=== Description of the task ===
Please print, word for word, everything from the line containing "the marsh grass." down to the final line, including both.

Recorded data
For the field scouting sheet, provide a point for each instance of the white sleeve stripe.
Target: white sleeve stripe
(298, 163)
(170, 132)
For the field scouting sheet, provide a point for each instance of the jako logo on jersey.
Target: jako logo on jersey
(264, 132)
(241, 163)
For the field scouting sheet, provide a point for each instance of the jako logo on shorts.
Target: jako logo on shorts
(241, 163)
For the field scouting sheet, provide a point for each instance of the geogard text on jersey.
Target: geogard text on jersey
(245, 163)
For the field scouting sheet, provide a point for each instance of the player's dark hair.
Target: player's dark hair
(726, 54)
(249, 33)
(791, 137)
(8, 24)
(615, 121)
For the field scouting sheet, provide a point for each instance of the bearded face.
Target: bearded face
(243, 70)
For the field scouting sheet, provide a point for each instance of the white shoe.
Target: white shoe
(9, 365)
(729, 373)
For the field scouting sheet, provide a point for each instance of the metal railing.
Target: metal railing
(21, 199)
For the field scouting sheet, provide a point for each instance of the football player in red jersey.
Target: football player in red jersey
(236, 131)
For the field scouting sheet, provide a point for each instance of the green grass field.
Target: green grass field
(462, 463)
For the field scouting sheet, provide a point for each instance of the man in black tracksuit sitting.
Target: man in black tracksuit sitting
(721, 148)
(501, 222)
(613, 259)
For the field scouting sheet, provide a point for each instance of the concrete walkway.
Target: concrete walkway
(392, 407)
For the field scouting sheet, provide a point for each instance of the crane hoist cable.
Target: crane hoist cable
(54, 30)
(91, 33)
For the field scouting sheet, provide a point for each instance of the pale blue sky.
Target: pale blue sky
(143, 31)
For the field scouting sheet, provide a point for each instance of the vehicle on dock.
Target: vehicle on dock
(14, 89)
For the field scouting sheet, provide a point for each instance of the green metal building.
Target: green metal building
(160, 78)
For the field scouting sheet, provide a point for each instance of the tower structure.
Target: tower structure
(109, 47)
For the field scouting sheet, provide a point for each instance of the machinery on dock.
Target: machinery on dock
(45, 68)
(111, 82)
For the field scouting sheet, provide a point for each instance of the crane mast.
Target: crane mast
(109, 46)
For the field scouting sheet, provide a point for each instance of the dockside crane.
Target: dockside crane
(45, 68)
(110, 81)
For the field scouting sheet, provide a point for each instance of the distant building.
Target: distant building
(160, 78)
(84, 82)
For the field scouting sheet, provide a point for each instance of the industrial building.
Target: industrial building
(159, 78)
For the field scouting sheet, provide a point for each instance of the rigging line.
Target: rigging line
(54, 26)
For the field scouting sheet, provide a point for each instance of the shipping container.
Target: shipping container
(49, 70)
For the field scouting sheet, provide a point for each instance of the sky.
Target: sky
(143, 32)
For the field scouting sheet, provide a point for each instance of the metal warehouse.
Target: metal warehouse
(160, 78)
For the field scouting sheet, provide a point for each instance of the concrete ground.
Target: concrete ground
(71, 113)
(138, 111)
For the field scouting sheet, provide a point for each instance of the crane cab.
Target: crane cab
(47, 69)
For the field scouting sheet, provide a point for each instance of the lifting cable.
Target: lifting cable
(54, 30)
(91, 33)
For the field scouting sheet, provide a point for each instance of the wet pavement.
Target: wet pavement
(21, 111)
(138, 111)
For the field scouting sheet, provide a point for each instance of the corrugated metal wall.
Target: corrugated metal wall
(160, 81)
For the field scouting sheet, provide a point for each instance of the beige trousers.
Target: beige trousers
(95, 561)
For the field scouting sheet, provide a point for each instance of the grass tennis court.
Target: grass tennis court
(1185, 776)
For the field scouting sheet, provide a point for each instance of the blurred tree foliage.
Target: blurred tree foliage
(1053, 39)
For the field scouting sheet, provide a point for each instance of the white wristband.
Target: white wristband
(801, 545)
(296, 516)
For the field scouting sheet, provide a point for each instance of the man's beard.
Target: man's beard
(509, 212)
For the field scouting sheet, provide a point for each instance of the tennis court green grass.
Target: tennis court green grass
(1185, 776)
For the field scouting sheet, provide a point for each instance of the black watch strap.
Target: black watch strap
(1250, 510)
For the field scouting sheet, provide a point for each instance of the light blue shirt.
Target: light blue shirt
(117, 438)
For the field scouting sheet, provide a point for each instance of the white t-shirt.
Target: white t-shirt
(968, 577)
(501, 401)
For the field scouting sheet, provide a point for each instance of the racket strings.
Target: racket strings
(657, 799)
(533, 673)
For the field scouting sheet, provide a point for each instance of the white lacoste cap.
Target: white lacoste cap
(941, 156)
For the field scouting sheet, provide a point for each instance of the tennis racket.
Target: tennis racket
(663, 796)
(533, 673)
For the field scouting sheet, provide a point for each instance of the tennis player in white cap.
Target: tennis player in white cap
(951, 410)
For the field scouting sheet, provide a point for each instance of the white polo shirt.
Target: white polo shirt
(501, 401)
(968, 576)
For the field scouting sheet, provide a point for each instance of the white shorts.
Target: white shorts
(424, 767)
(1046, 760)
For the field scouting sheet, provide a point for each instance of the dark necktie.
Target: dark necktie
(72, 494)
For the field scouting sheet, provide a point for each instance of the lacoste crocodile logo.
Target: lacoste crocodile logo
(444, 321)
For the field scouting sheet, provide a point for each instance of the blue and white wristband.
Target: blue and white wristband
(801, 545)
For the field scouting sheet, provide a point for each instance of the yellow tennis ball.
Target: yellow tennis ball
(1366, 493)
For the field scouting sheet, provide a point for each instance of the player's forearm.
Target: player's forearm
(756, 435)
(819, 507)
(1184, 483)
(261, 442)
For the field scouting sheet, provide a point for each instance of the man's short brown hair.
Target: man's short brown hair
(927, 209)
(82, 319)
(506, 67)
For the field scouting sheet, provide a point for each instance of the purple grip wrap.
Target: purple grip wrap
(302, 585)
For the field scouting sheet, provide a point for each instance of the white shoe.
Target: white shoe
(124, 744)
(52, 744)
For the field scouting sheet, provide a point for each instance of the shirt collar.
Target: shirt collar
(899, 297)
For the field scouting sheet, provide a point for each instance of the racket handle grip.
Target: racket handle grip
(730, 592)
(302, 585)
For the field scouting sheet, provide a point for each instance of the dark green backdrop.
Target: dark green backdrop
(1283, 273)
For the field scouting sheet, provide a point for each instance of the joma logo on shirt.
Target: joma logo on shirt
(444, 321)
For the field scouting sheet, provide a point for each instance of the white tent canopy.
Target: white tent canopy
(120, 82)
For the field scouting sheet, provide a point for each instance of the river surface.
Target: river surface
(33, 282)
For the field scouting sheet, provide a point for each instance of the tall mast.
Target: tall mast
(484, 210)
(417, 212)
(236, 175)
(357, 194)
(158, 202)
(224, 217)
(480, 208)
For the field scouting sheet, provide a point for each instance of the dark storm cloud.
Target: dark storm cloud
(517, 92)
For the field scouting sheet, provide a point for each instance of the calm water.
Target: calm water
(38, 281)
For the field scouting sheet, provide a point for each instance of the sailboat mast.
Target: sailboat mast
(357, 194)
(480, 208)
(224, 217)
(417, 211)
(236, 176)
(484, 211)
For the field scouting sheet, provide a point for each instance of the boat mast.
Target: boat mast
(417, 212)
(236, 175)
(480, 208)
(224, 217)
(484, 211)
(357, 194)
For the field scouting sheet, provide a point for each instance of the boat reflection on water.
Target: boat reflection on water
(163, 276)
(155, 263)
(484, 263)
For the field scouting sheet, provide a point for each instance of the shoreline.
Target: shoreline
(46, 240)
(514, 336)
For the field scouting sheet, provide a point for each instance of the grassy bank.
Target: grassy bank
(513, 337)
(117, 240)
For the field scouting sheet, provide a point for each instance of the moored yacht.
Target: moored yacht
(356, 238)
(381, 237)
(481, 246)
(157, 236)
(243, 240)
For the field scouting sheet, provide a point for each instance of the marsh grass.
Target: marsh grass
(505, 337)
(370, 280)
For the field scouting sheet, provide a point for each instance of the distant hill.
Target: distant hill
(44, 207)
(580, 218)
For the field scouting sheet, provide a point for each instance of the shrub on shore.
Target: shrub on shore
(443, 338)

=== Finished exercise ===
For the field scouting sheet, provide a point for each instance of the marsh grass.
Target: marsh grass
(505, 337)
(370, 280)
For the field scouting sheet, provide a point for each instance of the distant hill.
Target: distant hill
(44, 207)
(580, 218)
For the field scouting sheet, provide a point for each instance of the shrub on shore.
Target: shrub on shore
(443, 338)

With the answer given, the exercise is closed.